** Start of AVAILABLE DATA **

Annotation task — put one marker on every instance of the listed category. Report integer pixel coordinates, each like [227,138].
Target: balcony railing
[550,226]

** End of AVAILABLE DATA **
** Start of AVAILABLE DATA **

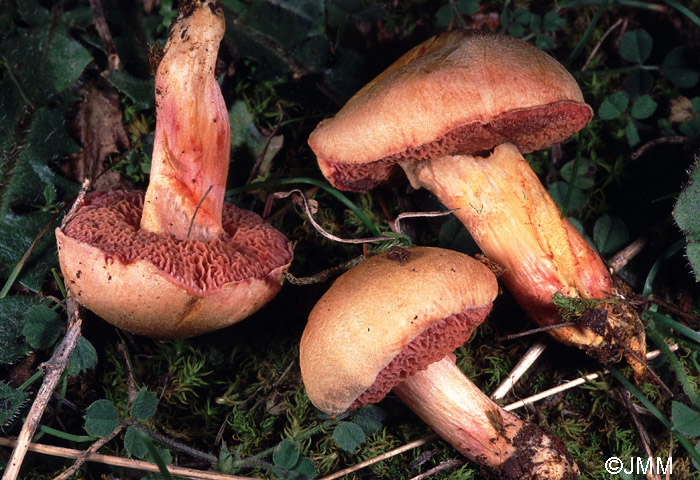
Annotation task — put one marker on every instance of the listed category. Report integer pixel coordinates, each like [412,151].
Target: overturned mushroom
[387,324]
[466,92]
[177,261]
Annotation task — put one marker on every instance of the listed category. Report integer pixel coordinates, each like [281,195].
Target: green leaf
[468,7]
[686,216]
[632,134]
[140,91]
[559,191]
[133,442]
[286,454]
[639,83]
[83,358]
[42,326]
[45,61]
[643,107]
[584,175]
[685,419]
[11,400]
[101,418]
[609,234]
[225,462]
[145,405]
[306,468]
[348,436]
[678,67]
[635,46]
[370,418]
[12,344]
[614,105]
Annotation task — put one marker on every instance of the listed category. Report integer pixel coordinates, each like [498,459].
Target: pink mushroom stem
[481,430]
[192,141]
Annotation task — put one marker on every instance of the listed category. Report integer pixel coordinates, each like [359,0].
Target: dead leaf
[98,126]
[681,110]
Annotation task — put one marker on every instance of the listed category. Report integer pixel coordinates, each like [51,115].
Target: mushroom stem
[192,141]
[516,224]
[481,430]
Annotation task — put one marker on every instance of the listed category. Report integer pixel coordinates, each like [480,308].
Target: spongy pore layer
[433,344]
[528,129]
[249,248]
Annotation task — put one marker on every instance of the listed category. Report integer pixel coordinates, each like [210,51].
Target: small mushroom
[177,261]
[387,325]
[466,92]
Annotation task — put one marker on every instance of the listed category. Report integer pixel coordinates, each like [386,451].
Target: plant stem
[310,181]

** End of AVAILABLE DATA **

EXERCISE PROMPT
Return each line in the material above that contains the word "Target", copied unchanged.

SOLUTION FOR THIS EXERCISE
Target: balcony railing
Target: overturned mushroom
Target: green leaf
Target: pink mushroom stem
Target: dead leaf
Target: mushroom stem
Target: spongy pore layer
Target: small mushroom
Target: plant stem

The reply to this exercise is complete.